BEGIN
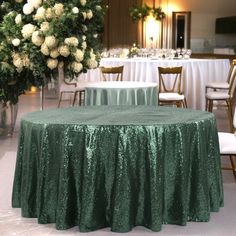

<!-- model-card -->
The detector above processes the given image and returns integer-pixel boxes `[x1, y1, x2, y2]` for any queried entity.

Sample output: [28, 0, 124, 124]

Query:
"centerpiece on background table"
[0, 0, 105, 136]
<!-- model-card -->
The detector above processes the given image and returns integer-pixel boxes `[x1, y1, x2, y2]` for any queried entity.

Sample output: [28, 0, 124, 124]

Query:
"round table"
[12, 106, 223, 232]
[84, 81, 158, 106]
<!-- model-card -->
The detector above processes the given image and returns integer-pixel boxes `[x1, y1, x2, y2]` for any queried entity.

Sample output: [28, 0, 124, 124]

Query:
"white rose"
[93, 34, 98, 38]
[21, 24, 36, 39]
[74, 49, 84, 62]
[81, 41, 87, 49]
[71, 62, 83, 73]
[53, 3, 64, 16]
[28, 0, 42, 9]
[58, 45, 70, 57]
[82, 35, 86, 41]
[90, 51, 96, 60]
[32, 31, 44, 46]
[86, 10, 93, 19]
[41, 43, 50, 55]
[82, 12, 86, 20]
[34, 6, 45, 20]
[96, 5, 102, 11]
[82, 25, 88, 32]
[47, 58, 58, 70]
[87, 59, 98, 69]
[40, 21, 50, 32]
[12, 38, 21, 47]
[50, 48, 60, 58]
[72, 7, 79, 14]
[64, 37, 79, 47]
[23, 3, 34, 15]
[80, 0, 86, 6]
[15, 14, 22, 24]
[45, 8, 54, 19]
[45, 35, 57, 48]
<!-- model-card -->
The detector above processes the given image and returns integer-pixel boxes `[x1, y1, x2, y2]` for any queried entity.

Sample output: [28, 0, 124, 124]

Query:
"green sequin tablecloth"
[12, 106, 223, 232]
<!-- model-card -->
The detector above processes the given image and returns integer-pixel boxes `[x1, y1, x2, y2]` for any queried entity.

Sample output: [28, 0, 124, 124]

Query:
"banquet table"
[84, 81, 158, 105]
[12, 106, 223, 232]
[78, 58, 230, 110]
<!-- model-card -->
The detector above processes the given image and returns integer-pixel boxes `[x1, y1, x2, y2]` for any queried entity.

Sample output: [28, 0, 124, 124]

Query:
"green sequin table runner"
[12, 106, 223, 232]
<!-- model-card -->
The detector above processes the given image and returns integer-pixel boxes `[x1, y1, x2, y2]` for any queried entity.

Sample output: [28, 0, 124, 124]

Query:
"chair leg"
[229, 155, 236, 181]
[208, 100, 213, 112]
[79, 91, 85, 106]
[72, 92, 77, 106]
[205, 98, 209, 111]
[58, 92, 63, 108]
[226, 100, 234, 132]
[184, 98, 187, 108]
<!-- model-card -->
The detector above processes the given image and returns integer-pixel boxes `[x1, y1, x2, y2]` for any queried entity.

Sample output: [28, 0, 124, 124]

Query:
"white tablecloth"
[77, 58, 230, 110]
[84, 81, 158, 106]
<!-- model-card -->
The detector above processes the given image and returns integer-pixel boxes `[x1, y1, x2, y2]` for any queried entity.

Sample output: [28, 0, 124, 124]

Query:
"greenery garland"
[129, 4, 165, 22]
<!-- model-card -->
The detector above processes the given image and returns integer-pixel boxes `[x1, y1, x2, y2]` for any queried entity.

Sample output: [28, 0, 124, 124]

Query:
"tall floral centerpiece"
[0, 0, 105, 135]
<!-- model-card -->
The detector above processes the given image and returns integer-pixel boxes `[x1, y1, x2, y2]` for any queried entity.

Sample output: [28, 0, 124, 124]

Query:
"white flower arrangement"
[0, 0, 105, 104]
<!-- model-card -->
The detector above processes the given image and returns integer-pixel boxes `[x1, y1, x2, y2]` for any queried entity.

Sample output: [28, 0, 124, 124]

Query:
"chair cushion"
[159, 93, 185, 101]
[218, 132, 236, 154]
[206, 91, 230, 99]
[206, 82, 229, 89]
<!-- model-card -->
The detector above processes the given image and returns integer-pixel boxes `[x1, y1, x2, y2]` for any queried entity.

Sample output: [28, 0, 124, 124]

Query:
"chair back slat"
[228, 60, 236, 97]
[158, 66, 183, 93]
[100, 66, 124, 81]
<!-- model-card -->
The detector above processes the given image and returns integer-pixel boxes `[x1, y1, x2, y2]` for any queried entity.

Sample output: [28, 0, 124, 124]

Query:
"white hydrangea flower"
END
Without changing a word, restate the listing above; the pictures stay out.

<!-- model-card -->
The detector above processes the given image and returns integer-pixel boxes `[x1, y1, x2, y2]` for any queried entity.

Sample output: [28, 0, 124, 124]

Query:
"centerpiece on background table"
[0, 0, 105, 136]
<!-- model-card -->
The detector above processes the given image and returns integer-pixel boxes `[x1, y1, x2, y2]` for any queried entity.

Sample output: [28, 0, 124, 124]

Query:
"round table"
[12, 106, 223, 232]
[84, 81, 158, 106]
<!-- model-card -->
The detector above processes the given image and returns integer-pixel boxes `[x1, y1, x2, y2]` for any queried entity.

Sample output: [28, 0, 124, 124]

Query:
"white rose"
[93, 34, 98, 38]
[21, 24, 36, 39]
[74, 49, 84, 62]
[81, 41, 87, 49]
[71, 62, 83, 73]
[53, 3, 64, 16]
[28, 0, 42, 9]
[58, 45, 70, 57]
[82, 35, 86, 41]
[90, 51, 96, 60]
[32, 31, 44, 46]
[86, 10, 93, 19]
[41, 43, 50, 55]
[82, 12, 86, 20]
[34, 6, 45, 20]
[96, 5, 102, 11]
[82, 25, 88, 32]
[47, 58, 58, 70]
[87, 59, 98, 69]
[40, 21, 50, 32]
[12, 38, 21, 47]
[50, 48, 60, 58]
[72, 7, 79, 14]
[64, 37, 79, 47]
[23, 3, 34, 15]
[80, 0, 86, 6]
[15, 14, 22, 24]
[45, 8, 54, 19]
[45, 35, 57, 48]
<!-- model-card -->
The detector above processes the given image and returns integer-pixel boxes `[x1, y1, x2, y2]` for any queried entity.

Sample output: [28, 0, 124, 124]

Query:
"green sequin tablecloth"
[12, 106, 223, 232]
<!-- model-card -->
The detector above processes the given image and returns integer-pixel boxes `[x1, y1, x2, y2]` for any queried entity.

Sample output: [28, 0, 124, 124]

Query:
"banquet table"
[84, 81, 158, 105]
[12, 106, 223, 232]
[78, 58, 230, 110]
<!-- model-card -->
The detector above processes the given image and returns integer-pixel boxes `[x1, y1, x2, y2]` for any queried entity.

Sample output: [28, 0, 124, 124]

Query:
"green sequin table runner"
[12, 106, 223, 232]
<!-- model-card -->
The detector above processes the given image and returns integer-pixel boxes `[x1, y1, x2, y2]` for any queried entity.

Sample output: [28, 0, 124, 124]

Query:
"chair leg"
[229, 155, 236, 181]
[208, 100, 213, 112]
[79, 91, 85, 106]
[72, 92, 77, 106]
[205, 98, 209, 111]
[58, 92, 63, 108]
[226, 100, 234, 132]
[184, 98, 187, 108]
<!-- model-card -->
The detector above processes the given image and returns integer-pixel boxes `[x1, y1, x2, y2]` for any queried entity.

Sample output: [28, 0, 124, 124]

Query:
"white tablecloth"
[77, 58, 230, 110]
[84, 81, 158, 106]
<!-- model-card -->
The detector above processes the given image and returns integer-pixel boxes `[x1, y1, x2, y2]` for any queried entity.

Sample output: [28, 0, 124, 124]

Query:
"greenery garland"
[129, 4, 165, 22]
<!-- model-card -->
The detector above processes the given image and returns integer-pixel boxes `[x1, y1, x2, y2]` for any queried entity.

Sample output: [28, 0, 124, 124]

Query:
"tall floral centerpiece"
[0, 0, 105, 135]
<!-- model-card -->
The detector above processes the given image and returns integer-pixel boxes `[x1, y1, x2, y2]` for any queried entity.

Sample output: [28, 0, 124, 124]

Query:
"white flower arrangement"
[0, 0, 105, 104]
<!-- model-card -->
The detector above processes the given image and returns integer-pixel boxes `[x1, y1, x2, y2]` for any queried entity.

Sample output: [28, 0, 124, 124]

Query:
"chair cushion"
[159, 93, 185, 101]
[218, 132, 236, 154]
[206, 91, 230, 99]
[206, 82, 229, 89]
<!-- model-card -->
The detector above processes the given image and returns integer-pixel boxes `[x1, y1, x2, y2]` for any queried entity.

Sample output: [28, 0, 124, 124]

Query:
"chair back slat"
[228, 60, 236, 97]
[158, 66, 183, 93]
[100, 66, 124, 81]
<!-- model-card -->
The detector above processes the given image and returns integer-pixel boxes `[x1, y1, x2, y2]` for any queried entity.

Sample output: [28, 0, 124, 124]

Query:
"white hydrangea flower"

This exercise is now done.